* [Required task] Could you repeat, word for word, the data starting with the line that contains "the girl's eye" and going on through the end of the data?

* [Input rows]
* * *
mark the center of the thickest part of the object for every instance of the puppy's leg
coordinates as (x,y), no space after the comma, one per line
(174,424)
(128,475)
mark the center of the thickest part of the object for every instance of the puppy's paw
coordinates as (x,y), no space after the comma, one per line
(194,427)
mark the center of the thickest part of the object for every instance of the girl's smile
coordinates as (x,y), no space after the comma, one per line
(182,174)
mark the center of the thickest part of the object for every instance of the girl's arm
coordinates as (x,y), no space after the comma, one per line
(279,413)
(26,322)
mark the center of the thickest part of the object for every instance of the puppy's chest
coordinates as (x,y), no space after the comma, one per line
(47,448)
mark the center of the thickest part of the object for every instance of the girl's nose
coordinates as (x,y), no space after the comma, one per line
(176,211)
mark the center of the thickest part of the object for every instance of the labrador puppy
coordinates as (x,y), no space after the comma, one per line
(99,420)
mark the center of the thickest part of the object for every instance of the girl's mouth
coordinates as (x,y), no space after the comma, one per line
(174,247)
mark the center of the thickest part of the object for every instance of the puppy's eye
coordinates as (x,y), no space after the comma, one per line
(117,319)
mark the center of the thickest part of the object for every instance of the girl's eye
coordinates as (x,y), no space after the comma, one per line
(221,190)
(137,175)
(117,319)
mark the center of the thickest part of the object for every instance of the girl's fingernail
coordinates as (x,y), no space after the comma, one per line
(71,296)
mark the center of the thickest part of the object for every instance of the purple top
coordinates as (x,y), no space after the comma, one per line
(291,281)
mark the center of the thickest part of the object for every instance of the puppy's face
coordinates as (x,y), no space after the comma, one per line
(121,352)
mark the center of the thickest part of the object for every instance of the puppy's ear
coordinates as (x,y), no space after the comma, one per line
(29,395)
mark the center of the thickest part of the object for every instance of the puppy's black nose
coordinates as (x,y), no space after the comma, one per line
* * *
* [Complete output]
mark the center of the thickest part of the object for every instance of the girl's eye
coordinates as (x,y), no space after the comma, one per line
(221,190)
(137,175)
(117,319)
mark the center of the thickest part of the object for every instance of the girl's fingernail
coordinates as (x,y), no space after the comma, one per line
(71,296)
mark the center of the thickest part of the object for every instance of the purple top
coordinates as (x,y), no space after the comma, one per line
(291,281)
mark the center of the thickest part of the object for every instance of the puppy's face
coordinates as (x,y), no space after the comma, one per line
(121,352)
mark the center of the thickest part of the object for every instance of the puppy's ear
coordinates as (x,y), no space after the comma, one per line
(29,395)
mark the center of the thickest part of the object for every instance of the puppy's black nose
coordinates as (x,y), no space after the comma, one per line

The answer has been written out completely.